◆ **Prompt**: Extract each line of the rows below that contains the word "dark", copying every such line in full.
-- START OF Given data --
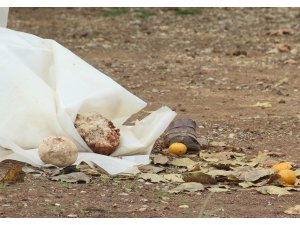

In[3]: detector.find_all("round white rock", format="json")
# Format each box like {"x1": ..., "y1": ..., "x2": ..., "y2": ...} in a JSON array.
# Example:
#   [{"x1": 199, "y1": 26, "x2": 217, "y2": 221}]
[{"x1": 39, "y1": 136, "x2": 78, "y2": 167}]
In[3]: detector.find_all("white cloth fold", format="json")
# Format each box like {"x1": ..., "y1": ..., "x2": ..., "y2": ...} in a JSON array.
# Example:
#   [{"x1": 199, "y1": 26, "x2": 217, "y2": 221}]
[{"x1": 0, "y1": 28, "x2": 175, "y2": 174}]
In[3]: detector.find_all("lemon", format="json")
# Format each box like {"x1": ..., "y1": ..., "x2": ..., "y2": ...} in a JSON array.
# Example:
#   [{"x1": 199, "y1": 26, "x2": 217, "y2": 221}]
[
  {"x1": 169, "y1": 142, "x2": 187, "y2": 155},
  {"x1": 277, "y1": 169, "x2": 297, "y2": 186}
]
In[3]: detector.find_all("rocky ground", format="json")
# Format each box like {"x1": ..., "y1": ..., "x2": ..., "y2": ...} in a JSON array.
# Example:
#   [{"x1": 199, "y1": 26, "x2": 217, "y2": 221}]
[{"x1": 0, "y1": 8, "x2": 300, "y2": 218}]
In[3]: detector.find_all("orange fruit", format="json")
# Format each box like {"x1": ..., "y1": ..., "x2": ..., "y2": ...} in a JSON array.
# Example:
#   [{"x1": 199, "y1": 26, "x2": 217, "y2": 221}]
[
  {"x1": 169, "y1": 142, "x2": 187, "y2": 155},
  {"x1": 277, "y1": 169, "x2": 297, "y2": 186},
  {"x1": 272, "y1": 162, "x2": 292, "y2": 172}
]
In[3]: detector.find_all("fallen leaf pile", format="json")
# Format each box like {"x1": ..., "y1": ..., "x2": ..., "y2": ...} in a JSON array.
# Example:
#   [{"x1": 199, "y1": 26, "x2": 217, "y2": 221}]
[
  {"x1": 1, "y1": 142, "x2": 300, "y2": 199},
  {"x1": 131, "y1": 145, "x2": 300, "y2": 196}
]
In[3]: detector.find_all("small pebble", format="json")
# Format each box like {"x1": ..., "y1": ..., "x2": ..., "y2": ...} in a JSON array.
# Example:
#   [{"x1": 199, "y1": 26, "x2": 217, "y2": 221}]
[
  {"x1": 228, "y1": 133, "x2": 235, "y2": 139},
  {"x1": 67, "y1": 214, "x2": 78, "y2": 218},
  {"x1": 179, "y1": 205, "x2": 189, "y2": 209}
]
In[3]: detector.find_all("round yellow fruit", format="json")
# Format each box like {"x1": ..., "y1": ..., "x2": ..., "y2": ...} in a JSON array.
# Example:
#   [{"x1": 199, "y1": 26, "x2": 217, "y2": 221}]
[
  {"x1": 272, "y1": 162, "x2": 292, "y2": 171},
  {"x1": 277, "y1": 169, "x2": 297, "y2": 186},
  {"x1": 169, "y1": 143, "x2": 187, "y2": 155}
]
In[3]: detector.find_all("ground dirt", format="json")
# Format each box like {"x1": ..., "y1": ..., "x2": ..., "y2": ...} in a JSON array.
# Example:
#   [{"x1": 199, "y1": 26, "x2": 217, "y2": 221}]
[{"x1": 0, "y1": 8, "x2": 300, "y2": 218}]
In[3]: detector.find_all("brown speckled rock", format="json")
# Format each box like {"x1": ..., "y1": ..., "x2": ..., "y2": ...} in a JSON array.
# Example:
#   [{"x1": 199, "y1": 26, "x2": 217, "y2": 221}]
[{"x1": 74, "y1": 112, "x2": 120, "y2": 155}]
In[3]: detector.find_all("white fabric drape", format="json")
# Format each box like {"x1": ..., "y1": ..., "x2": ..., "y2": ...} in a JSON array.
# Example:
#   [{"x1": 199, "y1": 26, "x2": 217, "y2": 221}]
[{"x1": 0, "y1": 28, "x2": 175, "y2": 174}]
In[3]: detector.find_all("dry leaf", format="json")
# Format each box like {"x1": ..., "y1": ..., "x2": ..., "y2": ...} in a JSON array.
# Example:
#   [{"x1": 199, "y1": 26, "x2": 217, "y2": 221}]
[
  {"x1": 239, "y1": 181, "x2": 254, "y2": 188},
  {"x1": 284, "y1": 205, "x2": 300, "y2": 215},
  {"x1": 163, "y1": 174, "x2": 184, "y2": 183},
  {"x1": 50, "y1": 172, "x2": 91, "y2": 183},
  {"x1": 255, "y1": 186, "x2": 291, "y2": 196},
  {"x1": 79, "y1": 168, "x2": 101, "y2": 176},
  {"x1": 207, "y1": 187, "x2": 230, "y2": 193},
  {"x1": 138, "y1": 165, "x2": 165, "y2": 173},
  {"x1": 209, "y1": 141, "x2": 227, "y2": 147},
  {"x1": 139, "y1": 173, "x2": 166, "y2": 183},
  {"x1": 244, "y1": 168, "x2": 275, "y2": 182},
  {"x1": 0, "y1": 166, "x2": 25, "y2": 184},
  {"x1": 171, "y1": 158, "x2": 197, "y2": 167},
  {"x1": 183, "y1": 172, "x2": 217, "y2": 184},
  {"x1": 153, "y1": 154, "x2": 169, "y2": 165},
  {"x1": 246, "y1": 151, "x2": 269, "y2": 166},
  {"x1": 169, "y1": 182, "x2": 204, "y2": 193}
]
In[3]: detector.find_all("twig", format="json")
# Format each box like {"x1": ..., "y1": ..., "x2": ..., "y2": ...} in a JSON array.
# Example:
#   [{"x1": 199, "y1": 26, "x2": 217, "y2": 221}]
[{"x1": 198, "y1": 192, "x2": 213, "y2": 218}]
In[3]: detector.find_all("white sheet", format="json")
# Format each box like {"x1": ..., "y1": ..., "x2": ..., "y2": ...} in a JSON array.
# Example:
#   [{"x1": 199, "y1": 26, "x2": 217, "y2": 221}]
[{"x1": 0, "y1": 28, "x2": 175, "y2": 174}]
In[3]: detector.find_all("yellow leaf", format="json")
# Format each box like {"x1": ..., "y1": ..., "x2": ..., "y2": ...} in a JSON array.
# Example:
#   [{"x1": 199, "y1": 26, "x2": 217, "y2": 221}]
[{"x1": 0, "y1": 166, "x2": 25, "y2": 184}]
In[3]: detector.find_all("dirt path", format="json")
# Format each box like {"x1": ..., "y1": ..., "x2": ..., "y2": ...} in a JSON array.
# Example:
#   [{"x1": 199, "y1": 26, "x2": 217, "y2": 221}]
[{"x1": 0, "y1": 8, "x2": 300, "y2": 217}]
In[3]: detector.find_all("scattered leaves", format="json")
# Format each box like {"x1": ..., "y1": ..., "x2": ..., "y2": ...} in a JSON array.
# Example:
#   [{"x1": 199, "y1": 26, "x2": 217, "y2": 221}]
[
  {"x1": 138, "y1": 165, "x2": 165, "y2": 173},
  {"x1": 183, "y1": 172, "x2": 217, "y2": 184},
  {"x1": 153, "y1": 154, "x2": 169, "y2": 165},
  {"x1": 244, "y1": 168, "x2": 275, "y2": 182}
]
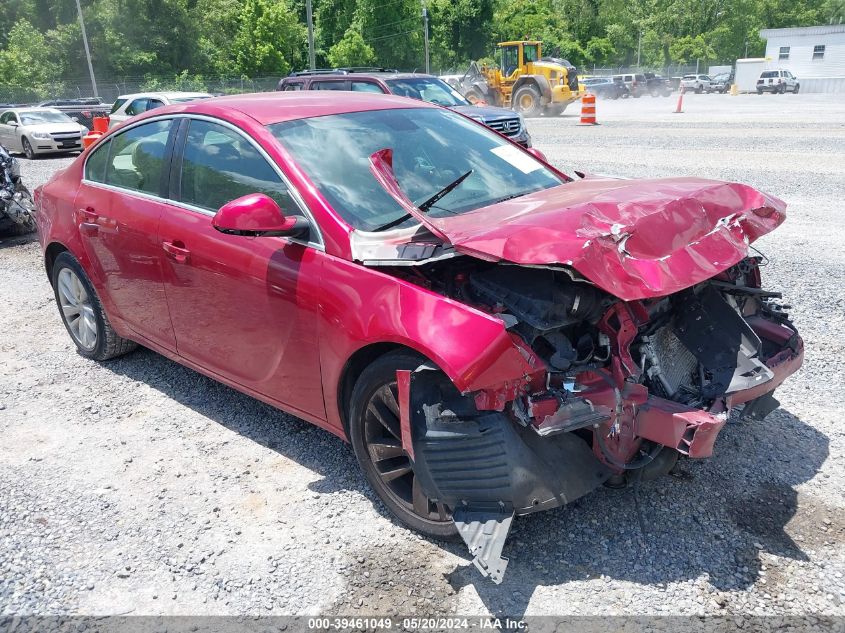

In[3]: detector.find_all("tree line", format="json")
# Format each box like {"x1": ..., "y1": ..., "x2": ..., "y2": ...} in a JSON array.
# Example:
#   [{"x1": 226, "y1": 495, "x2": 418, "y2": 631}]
[{"x1": 0, "y1": 0, "x2": 845, "y2": 101}]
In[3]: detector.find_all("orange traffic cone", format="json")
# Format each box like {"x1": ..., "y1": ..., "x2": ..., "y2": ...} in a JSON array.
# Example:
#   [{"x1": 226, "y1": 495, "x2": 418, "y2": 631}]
[
  {"x1": 675, "y1": 86, "x2": 684, "y2": 114},
  {"x1": 579, "y1": 92, "x2": 598, "y2": 125}
]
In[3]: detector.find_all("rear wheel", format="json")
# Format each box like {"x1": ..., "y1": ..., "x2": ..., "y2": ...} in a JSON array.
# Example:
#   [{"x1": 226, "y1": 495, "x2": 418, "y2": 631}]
[
  {"x1": 52, "y1": 251, "x2": 138, "y2": 361},
  {"x1": 349, "y1": 352, "x2": 458, "y2": 539},
  {"x1": 512, "y1": 86, "x2": 543, "y2": 116}
]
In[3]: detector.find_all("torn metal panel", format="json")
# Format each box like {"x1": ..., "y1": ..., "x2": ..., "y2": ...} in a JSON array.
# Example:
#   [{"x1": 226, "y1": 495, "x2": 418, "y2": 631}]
[
  {"x1": 371, "y1": 159, "x2": 786, "y2": 301},
  {"x1": 452, "y1": 506, "x2": 514, "y2": 585}
]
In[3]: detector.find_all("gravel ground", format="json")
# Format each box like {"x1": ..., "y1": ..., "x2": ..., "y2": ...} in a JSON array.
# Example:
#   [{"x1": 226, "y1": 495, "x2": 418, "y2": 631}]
[{"x1": 0, "y1": 94, "x2": 845, "y2": 623}]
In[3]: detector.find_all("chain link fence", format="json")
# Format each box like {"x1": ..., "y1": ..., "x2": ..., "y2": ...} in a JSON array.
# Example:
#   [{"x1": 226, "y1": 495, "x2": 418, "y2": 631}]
[
  {"x1": 0, "y1": 64, "x2": 720, "y2": 104},
  {"x1": 0, "y1": 75, "x2": 280, "y2": 104}
]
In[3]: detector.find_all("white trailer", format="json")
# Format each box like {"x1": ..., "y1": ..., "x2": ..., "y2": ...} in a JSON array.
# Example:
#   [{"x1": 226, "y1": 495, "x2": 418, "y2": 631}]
[
  {"x1": 707, "y1": 66, "x2": 734, "y2": 78},
  {"x1": 734, "y1": 57, "x2": 771, "y2": 92}
]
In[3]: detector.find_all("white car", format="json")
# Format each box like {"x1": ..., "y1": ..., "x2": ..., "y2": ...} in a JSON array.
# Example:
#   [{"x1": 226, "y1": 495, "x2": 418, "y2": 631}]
[
  {"x1": 681, "y1": 75, "x2": 713, "y2": 94},
  {"x1": 0, "y1": 108, "x2": 88, "y2": 159},
  {"x1": 757, "y1": 69, "x2": 801, "y2": 95},
  {"x1": 109, "y1": 92, "x2": 212, "y2": 128}
]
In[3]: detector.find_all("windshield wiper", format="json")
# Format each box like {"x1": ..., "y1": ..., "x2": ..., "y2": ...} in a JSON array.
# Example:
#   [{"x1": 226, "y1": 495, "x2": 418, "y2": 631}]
[{"x1": 373, "y1": 169, "x2": 475, "y2": 232}]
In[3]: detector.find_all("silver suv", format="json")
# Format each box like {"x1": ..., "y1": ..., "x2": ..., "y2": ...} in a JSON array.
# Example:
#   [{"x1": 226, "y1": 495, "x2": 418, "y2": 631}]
[
  {"x1": 681, "y1": 75, "x2": 712, "y2": 94},
  {"x1": 757, "y1": 69, "x2": 801, "y2": 95}
]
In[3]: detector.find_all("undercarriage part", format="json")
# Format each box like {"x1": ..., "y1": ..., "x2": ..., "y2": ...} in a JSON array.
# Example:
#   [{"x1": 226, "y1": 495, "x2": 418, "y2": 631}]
[
  {"x1": 640, "y1": 326, "x2": 700, "y2": 402},
  {"x1": 673, "y1": 285, "x2": 773, "y2": 399},
  {"x1": 742, "y1": 391, "x2": 780, "y2": 422},
  {"x1": 469, "y1": 266, "x2": 603, "y2": 336},
  {"x1": 633, "y1": 446, "x2": 680, "y2": 481},
  {"x1": 410, "y1": 372, "x2": 611, "y2": 515},
  {"x1": 452, "y1": 505, "x2": 514, "y2": 585}
]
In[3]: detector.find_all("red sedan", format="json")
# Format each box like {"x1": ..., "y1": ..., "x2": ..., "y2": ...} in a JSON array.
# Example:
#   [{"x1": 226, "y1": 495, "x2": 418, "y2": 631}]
[{"x1": 36, "y1": 92, "x2": 803, "y2": 582}]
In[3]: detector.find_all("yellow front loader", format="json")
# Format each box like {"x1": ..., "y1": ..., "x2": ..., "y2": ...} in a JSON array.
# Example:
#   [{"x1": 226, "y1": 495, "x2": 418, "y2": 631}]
[{"x1": 460, "y1": 40, "x2": 583, "y2": 116}]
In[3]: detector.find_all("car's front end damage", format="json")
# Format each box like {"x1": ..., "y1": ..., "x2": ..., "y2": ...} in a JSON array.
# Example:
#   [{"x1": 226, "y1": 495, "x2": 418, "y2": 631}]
[{"x1": 357, "y1": 161, "x2": 803, "y2": 582}]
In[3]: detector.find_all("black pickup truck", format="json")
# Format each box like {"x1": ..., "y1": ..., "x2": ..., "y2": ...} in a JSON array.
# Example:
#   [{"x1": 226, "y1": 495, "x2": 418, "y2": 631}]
[{"x1": 38, "y1": 97, "x2": 111, "y2": 130}]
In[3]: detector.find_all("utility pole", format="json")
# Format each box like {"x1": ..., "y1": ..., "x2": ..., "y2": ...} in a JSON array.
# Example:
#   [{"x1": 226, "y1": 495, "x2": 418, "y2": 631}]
[
  {"x1": 304, "y1": 0, "x2": 317, "y2": 70},
  {"x1": 76, "y1": 0, "x2": 100, "y2": 99},
  {"x1": 637, "y1": 31, "x2": 643, "y2": 70},
  {"x1": 420, "y1": 0, "x2": 431, "y2": 75}
]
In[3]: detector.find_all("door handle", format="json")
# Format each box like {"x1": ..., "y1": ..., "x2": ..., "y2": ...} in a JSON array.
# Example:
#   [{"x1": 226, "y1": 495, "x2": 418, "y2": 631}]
[
  {"x1": 161, "y1": 240, "x2": 191, "y2": 264},
  {"x1": 76, "y1": 207, "x2": 100, "y2": 236}
]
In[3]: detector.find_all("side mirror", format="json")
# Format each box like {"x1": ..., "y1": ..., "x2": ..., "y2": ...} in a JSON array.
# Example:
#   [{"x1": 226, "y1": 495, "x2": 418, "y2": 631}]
[
  {"x1": 211, "y1": 193, "x2": 309, "y2": 237},
  {"x1": 526, "y1": 147, "x2": 549, "y2": 163}
]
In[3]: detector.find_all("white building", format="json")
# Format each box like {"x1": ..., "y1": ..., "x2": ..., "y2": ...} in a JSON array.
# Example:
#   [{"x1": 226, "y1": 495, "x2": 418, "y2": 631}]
[{"x1": 760, "y1": 24, "x2": 845, "y2": 92}]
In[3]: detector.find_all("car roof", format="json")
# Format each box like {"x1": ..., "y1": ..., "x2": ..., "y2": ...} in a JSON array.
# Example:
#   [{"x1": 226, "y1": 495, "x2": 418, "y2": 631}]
[
  {"x1": 6, "y1": 107, "x2": 64, "y2": 114},
  {"x1": 285, "y1": 70, "x2": 438, "y2": 81},
  {"x1": 118, "y1": 90, "x2": 210, "y2": 99},
  {"x1": 150, "y1": 90, "x2": 437, "y2": 125}
]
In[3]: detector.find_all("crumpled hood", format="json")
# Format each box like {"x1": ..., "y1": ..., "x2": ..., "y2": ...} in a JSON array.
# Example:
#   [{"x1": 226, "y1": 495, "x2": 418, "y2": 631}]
[
  {"x1": 432, "y1": 178, "x2": 786, "y2": 301},
  {"x1": 371, "y1": 149, "x2": 786, "y2": 301},
  {"x1": 450, "y1": 105, "x2": 517, "y2": 120}
]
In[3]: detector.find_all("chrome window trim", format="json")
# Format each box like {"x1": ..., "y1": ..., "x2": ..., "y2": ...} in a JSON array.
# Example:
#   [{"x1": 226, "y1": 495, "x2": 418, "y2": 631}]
[{"x1": 82, "y1": 112, "x2": 326, "y2": 252}]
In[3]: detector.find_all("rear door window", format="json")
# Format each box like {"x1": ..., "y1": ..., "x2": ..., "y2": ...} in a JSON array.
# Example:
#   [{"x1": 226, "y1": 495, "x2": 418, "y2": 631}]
[
  {"x1": 85, "y1": 140, "x2": 111, "y2": 182},
  {"x1": 311, "y1": 81, "x2": 349, "y2": 90},
  {"x1": 106, "y1": 119, "x2": 173, "y2": 196},
  {"x1": 179, "y1": 119, "x2": 302, "y2": 215},
  {"x1": 126, "y1": 97, "x2": 149, "y2": 116},
  {"x1": 352, "y1": 81, "x2": 384, "y2": 94}
]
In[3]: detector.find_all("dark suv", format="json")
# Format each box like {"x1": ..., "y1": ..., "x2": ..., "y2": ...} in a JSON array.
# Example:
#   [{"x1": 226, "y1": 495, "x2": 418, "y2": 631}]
[{"x1": 276, "y1": 68, "x2": 531, "y2": 147}]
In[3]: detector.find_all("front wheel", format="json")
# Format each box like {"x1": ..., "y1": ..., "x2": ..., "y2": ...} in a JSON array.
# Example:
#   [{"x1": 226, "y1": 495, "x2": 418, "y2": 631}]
[
  {"x1": 348, "y1": 352, "x2": 458, "y2": 539},
  {"x1": 513, "y1": 86, "x2": 543, "y2": 116},
  {"x1": 51, "y1": 251, "x2": 138, "y2": 361}
]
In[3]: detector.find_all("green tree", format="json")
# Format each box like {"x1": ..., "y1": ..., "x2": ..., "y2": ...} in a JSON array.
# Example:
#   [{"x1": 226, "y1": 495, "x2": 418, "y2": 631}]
[
  {"x1": 232, "y1": 0, "x2": 307, "y2": 77},
  {"x1": 429, "y1": 0, "x2": 493, "y2": 68},
  {"x1": 328, "y1": 25, "x2": 376, "y2": 68},
  {"x1": 0, "y1": 18, "x2": 57, "y2": 100}
]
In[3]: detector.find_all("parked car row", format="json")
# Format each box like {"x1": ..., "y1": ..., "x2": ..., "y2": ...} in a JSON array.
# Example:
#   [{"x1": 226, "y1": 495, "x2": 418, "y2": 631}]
[
  {"x1": 579, "y1": 73, "x2": 673, "y2": 99},
  {"x1": 276, "y1": 68, "x2": 531, "y2": 147}
]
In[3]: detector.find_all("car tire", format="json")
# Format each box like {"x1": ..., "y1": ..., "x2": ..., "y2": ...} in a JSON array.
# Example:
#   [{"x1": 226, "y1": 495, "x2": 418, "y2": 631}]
[
  {"x1": 50, "y1": 251, "x2": 138, "y2": 361},
  {"x1": 348, "y1": 352, "x2": 458, "y2": 540},
  {"x1": 21, "y1": 136, "x2": 37, "y2": 160},
  {"x1": 511, "y1": 86, "x2": 543, "y2": 117}
]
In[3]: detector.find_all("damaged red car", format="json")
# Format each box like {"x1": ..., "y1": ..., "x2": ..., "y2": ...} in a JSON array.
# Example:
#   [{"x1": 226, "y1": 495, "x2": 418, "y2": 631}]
[{"x1": 36, "y1": 92, "x2": 803, "y2": 582}]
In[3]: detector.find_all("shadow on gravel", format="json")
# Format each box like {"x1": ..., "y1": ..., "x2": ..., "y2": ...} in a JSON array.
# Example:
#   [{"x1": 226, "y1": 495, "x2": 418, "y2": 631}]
[
  {"x1": 100, "y1": 349, "x2": 832, "y2": 617},
  {"x1": 449, "y1": 409, "x2": 828, "y2": 617}
]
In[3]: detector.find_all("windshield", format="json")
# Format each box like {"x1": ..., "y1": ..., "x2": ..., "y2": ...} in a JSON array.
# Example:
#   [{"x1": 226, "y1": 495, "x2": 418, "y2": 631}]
[
  {"x1": 18, "y1": 112, "x2": 73, "y2": 125},
  {"x1": 385, "y1": 77, "x2": 472, "y2": 108},
  {"x1": 269, "y1": 108, "x2": 563, "y2": 231}
]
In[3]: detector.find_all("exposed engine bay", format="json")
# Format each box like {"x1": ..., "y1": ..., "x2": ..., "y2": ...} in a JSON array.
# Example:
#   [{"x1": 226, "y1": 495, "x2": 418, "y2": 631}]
[{"x1": 386, "y1": 256, "x2": 803, "y2": 582}]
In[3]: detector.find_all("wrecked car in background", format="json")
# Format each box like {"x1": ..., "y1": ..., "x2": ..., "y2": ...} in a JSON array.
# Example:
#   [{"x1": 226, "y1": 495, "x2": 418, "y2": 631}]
[{"x1": 36, "y1": 92, "x2": 803, "y2": 582}]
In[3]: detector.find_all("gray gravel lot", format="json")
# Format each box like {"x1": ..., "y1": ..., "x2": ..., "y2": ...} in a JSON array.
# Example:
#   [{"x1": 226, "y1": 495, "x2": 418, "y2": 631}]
[{"x1": 0, "y1": 94, "x2": 845, "y2": 622}]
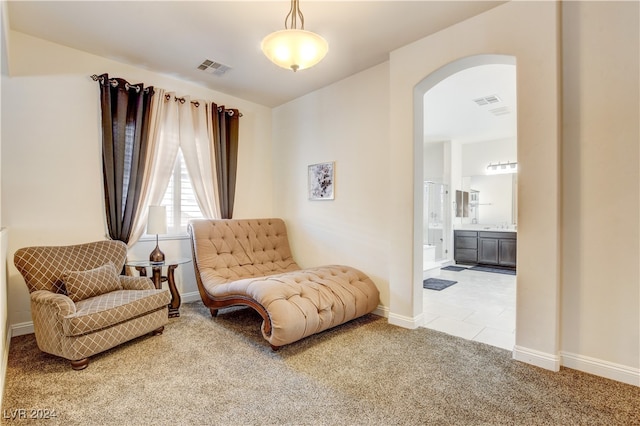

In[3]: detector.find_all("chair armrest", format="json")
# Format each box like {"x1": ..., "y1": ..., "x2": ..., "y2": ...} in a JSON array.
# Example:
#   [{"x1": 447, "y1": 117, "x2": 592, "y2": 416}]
[
  {"x1": 118, "y1": 275, "x2": 156, "y2": 290},
  {"x1": 31, "y1": 290, "x2": 76, "y2": 317}
]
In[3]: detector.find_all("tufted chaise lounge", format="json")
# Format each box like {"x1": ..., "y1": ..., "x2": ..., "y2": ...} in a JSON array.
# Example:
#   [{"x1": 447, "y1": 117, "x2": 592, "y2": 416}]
[{"x1": 189, "y1": 219, "x2": 379, "y2": 349}]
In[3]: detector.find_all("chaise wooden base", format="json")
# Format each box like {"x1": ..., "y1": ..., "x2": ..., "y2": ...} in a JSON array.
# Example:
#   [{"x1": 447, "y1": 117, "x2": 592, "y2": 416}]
[{"x1": 71, "y1": 358, "x2": 89, "y2": 370}]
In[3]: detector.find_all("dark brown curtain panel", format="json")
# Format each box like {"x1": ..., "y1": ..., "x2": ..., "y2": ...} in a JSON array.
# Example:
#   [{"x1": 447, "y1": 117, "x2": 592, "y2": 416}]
[
  {"x1": 211, "y1": 104, "x2": 240, "y2": 219},
  {"x1": 94, "y1": 74, "x2": 153, "y2": 243}
]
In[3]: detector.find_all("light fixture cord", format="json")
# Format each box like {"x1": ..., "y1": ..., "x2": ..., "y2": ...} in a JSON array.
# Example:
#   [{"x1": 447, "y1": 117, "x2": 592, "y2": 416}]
[{"x1": 284, "y1": 0, "x2": 304, "y2": 30}]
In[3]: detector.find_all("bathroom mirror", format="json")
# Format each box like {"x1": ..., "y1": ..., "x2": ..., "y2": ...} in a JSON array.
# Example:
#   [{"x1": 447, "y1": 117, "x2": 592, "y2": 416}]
[
  {"x1": 456, "y1": 191, "x2": 469, "y2": 217},
  {"x1": 464, "y1": 174, "x2": 518, "y2": 225}
]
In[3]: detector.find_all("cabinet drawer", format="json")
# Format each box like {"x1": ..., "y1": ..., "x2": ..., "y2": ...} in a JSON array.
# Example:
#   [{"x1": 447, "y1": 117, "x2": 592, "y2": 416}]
[
  {"x1": 455, "y1": 235, "x2": 478, "y2": 250},
  {"x1": 455, "y1": 249, "x2": 478, "y2": 263},
  {"x1": 453, "y1": 231, "x2": 478, "y2": 238},
  {"x1": 478, "y1": 231, "x2": 518, "y2": 240}
]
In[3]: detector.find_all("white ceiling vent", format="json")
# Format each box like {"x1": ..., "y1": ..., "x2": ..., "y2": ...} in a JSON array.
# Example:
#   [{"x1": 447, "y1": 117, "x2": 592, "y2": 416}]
[
  {"x1": 489, "y1": 107, "x2": 511, "y2": 116},
  {"x1": 473, "y1": 95, "x2": 500, "y2": 106},
  {"x1": 198, "y1": 59, "x2": 231, "y2": 76}
]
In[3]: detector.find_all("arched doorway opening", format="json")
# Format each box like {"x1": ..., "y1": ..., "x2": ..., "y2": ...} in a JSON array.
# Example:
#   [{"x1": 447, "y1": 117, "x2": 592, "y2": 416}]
[{"x1": 413, "y1": 55, "x2": 517, "y2": 350}]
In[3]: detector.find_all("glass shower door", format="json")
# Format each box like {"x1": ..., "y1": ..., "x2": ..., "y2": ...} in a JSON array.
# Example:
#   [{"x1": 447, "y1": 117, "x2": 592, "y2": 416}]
[{"x1": 424, "y1": 182, "x2": 451, "y2": 262}]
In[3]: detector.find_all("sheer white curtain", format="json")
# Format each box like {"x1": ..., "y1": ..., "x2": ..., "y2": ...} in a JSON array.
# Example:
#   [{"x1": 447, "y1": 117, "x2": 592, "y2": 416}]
[
  {"x1": 179, "y1": 97, "x2": 220, "y2": 218},
  {"x1": 128, "y1": 88, "x2": 182, "y2": 247}
]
-- END OF Given data --
◆ **Finished exercise**:
In[3]: detector.find_all("dark suv", format="json")
In[3]: detector.find_all("dark brown curtain panel", format="json")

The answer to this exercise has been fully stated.